● EXERCISES
- 1) In the NIST AI RMF crosswalk, which subcategory is given as an example of an outcome that becomes a runtime check on every governed run?
- 2) List every framework, protocol, or toolkit that the NIST AI RMF crosswalk places in the same policy-as-code category as Verdifax, along with what each governs.
- 3) Write the next part of the NIST AI RMF crosswalk, picking up after its final sentence.

● EXCERPT TO READ
::::::

NIST AI Risk Management Framework (AI RMF 1.0) Crosswalk
How Verdifax's cryptographic-attestation infrastructure maps onto the subcategories of the NIST AI Risk Management Framework version 1.0 (NIST AI 100-1), the Generative AI Profile (NIST AI 600-1), and the seven Trustworthy AI characteristics. This is a self-published mapping document. NIST does not certify products; the framework is voluntary and outcome-based. The companion PDF in the Verdifax data room covers the same material.
Verdifax is policy-as-code, not policy-as-document
The NIST AI RMF defines outcomes; Verdifax compiles those outcomes into cryptographic enforcement at the gateway. A NIST subcategory such as MEASURE 2.7 (security and resilience) becomes a runtime check executed on every governed run, not a periodic written attestation produced after the fact. This is the architectural shift the industry calls the move from policy-as-document to policy-as-code, and it is the same category as the Microsoft Agent Governance Toolkit (governing digital agents), the SINT Protocol (governing physical robotics), and the AI-SAFE2 Framework (the GRC operating-system layer). Verdifax sits inside this category as the cryptographic-attestation primitive for AI inference, which any of the above can plug into when they need third-party-verifiable evidence of what a model actually did.
What this document is, and is not
Is: a mapping showing where Verdifax materially supports each RMF subcategory.
Is not: a NIST validation. NIST does not certify products. Real third-party validation comes from accredited certifications (ISO/IEC 42001 via BSI, Schellman, etc.) or independent security audits (Trail of Bits, NCC Group). Those are separate exercises tracked outside this document.

::::::

[Stored data]
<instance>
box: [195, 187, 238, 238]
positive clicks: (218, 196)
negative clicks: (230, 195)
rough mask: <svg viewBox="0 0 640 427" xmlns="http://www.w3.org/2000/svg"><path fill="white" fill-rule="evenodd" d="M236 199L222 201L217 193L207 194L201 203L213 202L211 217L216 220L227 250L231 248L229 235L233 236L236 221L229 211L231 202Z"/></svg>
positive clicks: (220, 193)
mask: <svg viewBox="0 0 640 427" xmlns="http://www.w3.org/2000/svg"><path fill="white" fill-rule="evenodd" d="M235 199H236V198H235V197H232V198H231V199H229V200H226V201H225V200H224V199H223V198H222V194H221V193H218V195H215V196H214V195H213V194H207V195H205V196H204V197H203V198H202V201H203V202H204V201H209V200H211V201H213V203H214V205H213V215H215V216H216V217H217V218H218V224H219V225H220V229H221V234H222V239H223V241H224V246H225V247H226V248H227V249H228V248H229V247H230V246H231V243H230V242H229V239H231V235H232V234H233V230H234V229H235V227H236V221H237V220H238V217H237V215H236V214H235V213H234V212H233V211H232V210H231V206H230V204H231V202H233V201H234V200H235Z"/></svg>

::::::

● SET OF ANSWERS
- 1) MEASURE 2.7 (security and resilience).

- 2)
Microsoft Agent Governance Toolkit (governing digital agents)
SINT Protocol (governing physical robotics)
AI-SAFE2 Framework (the GRC operating-system layer)

- 3)
The framework, briefly
NIST AI RMF 1.0 (NIST AI 100-1, January 2023) is voluntary, rights-preserving, and sector-agnostic. It defines:
- Four core functions: GOVERN, MAP, MEASURE, MANAGE
- Subcategories under each function (e.g. GOVERN 1.1, MEASURE 2.7) naming specific outcomes
- Seven Trustworthy AI characteristics (Section 3): valid and reliable, safe, secure and resilient, accountable and transparent, explainable and interpretable, privacy-enhanced, fair with harmful bias managed
- A separate Generative AI Profile (NIST AI 600-1, July 2024) overlaying twelve GAI-specific risk categories
The framework is a vocabulary and an architecture, not a certification. Most large-enterprise AI procurement teams use it as a checklist for governance maturity.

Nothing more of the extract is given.